# [MATERIAL PROVIDED]

Start

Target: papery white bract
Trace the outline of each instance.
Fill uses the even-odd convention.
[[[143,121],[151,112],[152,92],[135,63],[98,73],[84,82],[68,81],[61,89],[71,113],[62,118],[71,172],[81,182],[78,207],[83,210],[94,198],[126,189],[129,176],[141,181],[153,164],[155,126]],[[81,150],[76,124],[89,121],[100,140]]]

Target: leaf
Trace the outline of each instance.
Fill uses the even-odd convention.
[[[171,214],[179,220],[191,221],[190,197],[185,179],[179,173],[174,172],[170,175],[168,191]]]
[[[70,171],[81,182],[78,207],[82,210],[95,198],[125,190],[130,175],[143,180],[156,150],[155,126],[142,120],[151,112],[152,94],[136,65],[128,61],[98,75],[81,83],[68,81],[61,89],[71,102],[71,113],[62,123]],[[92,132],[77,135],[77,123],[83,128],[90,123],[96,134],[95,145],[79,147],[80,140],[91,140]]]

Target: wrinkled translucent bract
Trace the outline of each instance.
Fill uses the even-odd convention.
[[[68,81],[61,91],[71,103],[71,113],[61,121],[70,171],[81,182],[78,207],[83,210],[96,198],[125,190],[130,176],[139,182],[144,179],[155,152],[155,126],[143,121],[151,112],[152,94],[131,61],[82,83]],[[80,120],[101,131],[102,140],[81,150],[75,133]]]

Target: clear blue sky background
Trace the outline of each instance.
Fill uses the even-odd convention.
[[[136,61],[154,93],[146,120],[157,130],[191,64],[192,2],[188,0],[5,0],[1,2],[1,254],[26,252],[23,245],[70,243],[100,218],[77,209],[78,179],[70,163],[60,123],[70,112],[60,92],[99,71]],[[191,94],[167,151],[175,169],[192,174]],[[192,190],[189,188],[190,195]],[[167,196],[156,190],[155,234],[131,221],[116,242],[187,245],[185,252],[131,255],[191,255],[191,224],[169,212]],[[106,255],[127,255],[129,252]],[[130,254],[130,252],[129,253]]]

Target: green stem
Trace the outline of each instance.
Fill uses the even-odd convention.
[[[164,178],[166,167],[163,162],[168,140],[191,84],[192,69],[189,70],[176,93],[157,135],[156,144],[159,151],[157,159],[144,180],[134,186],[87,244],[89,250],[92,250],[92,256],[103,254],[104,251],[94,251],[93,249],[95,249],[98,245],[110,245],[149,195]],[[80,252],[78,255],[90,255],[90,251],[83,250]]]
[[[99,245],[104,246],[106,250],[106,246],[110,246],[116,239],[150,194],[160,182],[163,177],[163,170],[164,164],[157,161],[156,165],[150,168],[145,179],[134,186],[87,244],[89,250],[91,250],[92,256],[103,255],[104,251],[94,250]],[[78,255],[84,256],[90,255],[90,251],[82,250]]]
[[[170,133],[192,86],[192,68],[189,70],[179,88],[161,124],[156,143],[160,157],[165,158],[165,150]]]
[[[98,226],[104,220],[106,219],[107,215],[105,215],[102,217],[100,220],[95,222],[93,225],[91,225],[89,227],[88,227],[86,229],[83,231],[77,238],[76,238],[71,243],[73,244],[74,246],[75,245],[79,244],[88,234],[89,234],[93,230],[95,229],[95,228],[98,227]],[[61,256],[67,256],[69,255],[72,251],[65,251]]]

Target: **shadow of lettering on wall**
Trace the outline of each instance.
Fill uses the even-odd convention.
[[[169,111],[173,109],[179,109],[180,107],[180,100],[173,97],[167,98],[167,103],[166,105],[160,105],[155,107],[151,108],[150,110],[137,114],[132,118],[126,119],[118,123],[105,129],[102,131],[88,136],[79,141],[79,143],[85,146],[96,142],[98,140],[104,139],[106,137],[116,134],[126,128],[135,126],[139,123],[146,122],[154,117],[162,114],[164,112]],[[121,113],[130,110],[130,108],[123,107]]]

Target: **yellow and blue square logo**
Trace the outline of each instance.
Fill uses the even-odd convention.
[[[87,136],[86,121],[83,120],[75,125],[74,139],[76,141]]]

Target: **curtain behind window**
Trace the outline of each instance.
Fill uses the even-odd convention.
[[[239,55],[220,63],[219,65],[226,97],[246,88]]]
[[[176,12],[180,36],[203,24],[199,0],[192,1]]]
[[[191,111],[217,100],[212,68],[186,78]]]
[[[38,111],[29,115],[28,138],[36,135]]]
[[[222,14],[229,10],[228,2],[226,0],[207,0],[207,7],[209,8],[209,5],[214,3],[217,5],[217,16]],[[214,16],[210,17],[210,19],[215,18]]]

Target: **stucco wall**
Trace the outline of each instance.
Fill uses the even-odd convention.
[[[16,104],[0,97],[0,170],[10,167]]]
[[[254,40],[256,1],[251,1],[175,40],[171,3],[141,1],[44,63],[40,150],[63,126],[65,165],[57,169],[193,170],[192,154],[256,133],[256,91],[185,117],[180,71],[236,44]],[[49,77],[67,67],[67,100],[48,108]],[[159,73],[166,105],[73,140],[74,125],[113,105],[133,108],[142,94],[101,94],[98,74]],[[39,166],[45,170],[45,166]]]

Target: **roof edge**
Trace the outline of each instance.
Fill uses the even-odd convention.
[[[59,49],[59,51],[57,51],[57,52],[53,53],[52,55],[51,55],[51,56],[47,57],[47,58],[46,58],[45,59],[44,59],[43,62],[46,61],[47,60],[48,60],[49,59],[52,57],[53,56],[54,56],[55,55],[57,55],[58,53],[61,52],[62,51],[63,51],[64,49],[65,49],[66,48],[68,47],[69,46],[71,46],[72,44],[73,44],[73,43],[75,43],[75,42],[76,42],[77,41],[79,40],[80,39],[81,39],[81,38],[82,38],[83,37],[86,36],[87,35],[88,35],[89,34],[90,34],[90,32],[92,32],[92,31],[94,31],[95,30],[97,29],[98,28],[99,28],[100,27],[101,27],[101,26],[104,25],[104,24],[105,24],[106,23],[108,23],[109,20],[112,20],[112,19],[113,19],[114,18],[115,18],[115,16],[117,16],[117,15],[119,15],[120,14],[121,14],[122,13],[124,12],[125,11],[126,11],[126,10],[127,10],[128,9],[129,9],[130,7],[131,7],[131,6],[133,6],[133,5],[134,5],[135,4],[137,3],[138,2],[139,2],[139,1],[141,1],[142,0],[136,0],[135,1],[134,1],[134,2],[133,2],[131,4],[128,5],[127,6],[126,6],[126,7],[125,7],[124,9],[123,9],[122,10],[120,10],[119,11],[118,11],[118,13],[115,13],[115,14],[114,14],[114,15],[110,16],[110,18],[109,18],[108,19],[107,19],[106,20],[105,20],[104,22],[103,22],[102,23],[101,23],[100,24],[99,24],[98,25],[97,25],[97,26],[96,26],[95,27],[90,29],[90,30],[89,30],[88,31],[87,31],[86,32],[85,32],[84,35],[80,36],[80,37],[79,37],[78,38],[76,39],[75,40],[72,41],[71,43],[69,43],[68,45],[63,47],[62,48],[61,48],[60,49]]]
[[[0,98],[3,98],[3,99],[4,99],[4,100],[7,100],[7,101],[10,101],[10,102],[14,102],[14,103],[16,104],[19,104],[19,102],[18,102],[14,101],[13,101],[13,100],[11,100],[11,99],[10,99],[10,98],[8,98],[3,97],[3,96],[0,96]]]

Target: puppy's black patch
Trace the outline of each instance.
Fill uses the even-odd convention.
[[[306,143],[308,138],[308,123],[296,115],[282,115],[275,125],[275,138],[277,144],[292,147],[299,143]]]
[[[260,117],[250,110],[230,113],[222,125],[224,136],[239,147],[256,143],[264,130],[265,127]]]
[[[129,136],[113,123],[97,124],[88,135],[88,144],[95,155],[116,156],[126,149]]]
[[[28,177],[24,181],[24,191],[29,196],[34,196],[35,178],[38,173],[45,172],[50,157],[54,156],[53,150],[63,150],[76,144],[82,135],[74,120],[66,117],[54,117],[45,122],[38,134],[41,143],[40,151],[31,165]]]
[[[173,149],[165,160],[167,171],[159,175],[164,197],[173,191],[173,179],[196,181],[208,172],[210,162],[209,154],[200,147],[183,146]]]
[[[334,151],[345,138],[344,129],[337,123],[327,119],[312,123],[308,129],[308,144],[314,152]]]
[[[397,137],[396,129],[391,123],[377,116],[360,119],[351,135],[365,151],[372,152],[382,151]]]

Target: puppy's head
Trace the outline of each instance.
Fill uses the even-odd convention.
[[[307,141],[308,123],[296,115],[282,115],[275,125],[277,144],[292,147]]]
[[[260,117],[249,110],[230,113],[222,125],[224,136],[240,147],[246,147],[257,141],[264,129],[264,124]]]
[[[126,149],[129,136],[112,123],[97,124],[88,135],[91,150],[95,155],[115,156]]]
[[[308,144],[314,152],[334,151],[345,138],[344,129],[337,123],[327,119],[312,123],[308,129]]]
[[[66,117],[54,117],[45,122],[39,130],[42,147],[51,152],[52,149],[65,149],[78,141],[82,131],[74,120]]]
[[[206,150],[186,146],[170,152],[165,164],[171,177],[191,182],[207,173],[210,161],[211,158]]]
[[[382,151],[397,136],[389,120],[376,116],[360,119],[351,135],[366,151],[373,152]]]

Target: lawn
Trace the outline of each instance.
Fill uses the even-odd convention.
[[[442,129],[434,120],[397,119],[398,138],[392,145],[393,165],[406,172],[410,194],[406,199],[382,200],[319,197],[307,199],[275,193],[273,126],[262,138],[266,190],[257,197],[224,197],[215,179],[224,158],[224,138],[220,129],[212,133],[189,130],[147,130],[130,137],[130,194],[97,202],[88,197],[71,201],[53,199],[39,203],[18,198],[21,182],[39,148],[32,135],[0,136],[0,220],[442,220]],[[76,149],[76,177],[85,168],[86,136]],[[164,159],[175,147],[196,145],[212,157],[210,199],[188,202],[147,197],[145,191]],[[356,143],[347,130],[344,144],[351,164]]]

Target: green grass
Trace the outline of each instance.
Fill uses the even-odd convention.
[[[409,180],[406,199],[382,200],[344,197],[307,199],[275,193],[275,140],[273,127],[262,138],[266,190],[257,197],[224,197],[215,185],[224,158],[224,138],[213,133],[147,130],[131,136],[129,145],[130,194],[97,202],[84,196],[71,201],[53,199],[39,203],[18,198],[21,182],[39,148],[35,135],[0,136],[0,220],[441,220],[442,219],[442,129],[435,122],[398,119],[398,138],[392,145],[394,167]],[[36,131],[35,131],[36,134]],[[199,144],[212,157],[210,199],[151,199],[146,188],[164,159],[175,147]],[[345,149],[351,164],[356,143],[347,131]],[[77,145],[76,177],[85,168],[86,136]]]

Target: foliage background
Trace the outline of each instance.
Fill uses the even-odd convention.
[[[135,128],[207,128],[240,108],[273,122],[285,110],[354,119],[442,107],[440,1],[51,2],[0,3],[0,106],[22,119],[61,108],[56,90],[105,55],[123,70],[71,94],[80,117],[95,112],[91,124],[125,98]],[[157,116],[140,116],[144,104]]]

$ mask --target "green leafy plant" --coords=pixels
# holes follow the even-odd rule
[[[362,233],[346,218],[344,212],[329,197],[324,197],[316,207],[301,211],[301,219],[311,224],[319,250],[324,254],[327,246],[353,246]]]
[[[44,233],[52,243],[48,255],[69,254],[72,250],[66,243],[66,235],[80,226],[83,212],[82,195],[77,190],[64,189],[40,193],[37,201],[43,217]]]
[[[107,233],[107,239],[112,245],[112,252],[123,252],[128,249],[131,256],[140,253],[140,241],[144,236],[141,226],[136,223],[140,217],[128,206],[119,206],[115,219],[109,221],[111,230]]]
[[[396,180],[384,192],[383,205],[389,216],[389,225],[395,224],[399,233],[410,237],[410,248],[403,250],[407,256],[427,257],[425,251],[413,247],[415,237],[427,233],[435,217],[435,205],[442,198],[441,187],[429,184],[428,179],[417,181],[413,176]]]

End

Pull out each line in the records above that contains the word "bract", copying every such line in full.

Target: papery white bract
Target: wrinkled translucent bract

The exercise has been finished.